## PROBLEM
Print every record exactly, with nothing added or left out.

## SOURCE RECORDS
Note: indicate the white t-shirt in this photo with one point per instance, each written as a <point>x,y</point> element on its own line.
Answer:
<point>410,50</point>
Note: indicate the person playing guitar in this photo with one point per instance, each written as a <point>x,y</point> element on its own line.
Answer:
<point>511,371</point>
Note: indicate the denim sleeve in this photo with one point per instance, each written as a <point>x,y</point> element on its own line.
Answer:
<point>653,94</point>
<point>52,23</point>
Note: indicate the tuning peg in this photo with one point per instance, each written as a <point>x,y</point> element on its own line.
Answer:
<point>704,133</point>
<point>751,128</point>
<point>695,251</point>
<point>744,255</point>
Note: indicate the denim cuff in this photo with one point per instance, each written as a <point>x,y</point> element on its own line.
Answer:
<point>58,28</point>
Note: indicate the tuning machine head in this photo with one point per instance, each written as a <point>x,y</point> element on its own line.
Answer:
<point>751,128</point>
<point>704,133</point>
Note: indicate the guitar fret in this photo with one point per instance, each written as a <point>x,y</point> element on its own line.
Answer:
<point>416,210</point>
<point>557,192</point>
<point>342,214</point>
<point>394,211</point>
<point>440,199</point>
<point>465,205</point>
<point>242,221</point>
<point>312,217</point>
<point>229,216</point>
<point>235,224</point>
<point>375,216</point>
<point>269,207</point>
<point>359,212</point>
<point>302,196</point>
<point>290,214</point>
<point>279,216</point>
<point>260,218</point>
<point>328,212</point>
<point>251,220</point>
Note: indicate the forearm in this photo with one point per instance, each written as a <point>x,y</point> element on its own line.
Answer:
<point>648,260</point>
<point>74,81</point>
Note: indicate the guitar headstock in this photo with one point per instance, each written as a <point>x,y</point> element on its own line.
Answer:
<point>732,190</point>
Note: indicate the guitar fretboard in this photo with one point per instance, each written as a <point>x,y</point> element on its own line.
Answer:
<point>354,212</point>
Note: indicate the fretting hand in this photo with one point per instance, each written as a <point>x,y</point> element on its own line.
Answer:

## RESPONSE BOX
Note: indicate the white t-shirt in this photo with one point per instance, each written as a <point>x,y</point> element on its own line.
Answer:
<point>410,50</point>
Note: indicate the person playing guitar in this photo with one point per instance, each written as a <point>x,y</point> element on its own line.
Answer:
<point>511,371</point>
Note: indicate the denim sleeve in this photo with one point per instance, each written as a <point>x,y</point> element on its own line.
Answer:
<point>653,94</point>
<point>52,23</point>
Note: indicate the tuning peg in this photo with one point per instance, each written as a <point>x,y</point> element on its own line.
Answer:
<point>704,133</point>
<point>751,128</point>
<point>695,251</point>
<point>744,255</point>
Note: indicate the denim cuff in this photo with one point per instance, each written as a <point>x,y</point> element on its own line.
Answer:
<point>58,28</point>
Note: indicate the tuning machine head in this photo with one point per instance, each written as a <point>x,y</point> element on its own line.
Answer:
<point>751,128</point>
<point>704,133</point>
Note: indicate the guitar fret in this photo with one point per instance, each written as a <point>x,y</point> element on its own line.
Answer:
<point>416,210</point>
<point>557,192</point>
<point>342,214</point>
<point>394,211</point>
<point>440,199</point>
<point>465,205</point>
<point>242,221</point>
<point>312,217</point>
<point>229,216</point>
<point>235,224</point>
<point>375,216</point>
<point>269,207</point>
<point>359,212</point>
<point>302,196</point>
<point>290,214</point>
<point>279,216</point>
<point>260,218</point>
<point>328,212</point>
<point>251,220</point>
Note: indicate the forearm in this photo with one point per instance, each written as a <point>x,y</point> element on its own line.
Answer:
<point>648,260</point>
<point>74,81</point>
Note: indicate the guitar headstock in this photo with one point per instance, each written as a <point>x,y</point> element on its own line.
Answer:
<point>732,190</point>
Note: indicate the guitar fretboard in this photo with one point per instance, each written as a <point>x,y</point> element on its own line.
Answer:
<point>354,212</point>
Note: indicate the fretting hand in this photo with one point per instance, each written as a <point>x,y</point> element on its own line.
Answer:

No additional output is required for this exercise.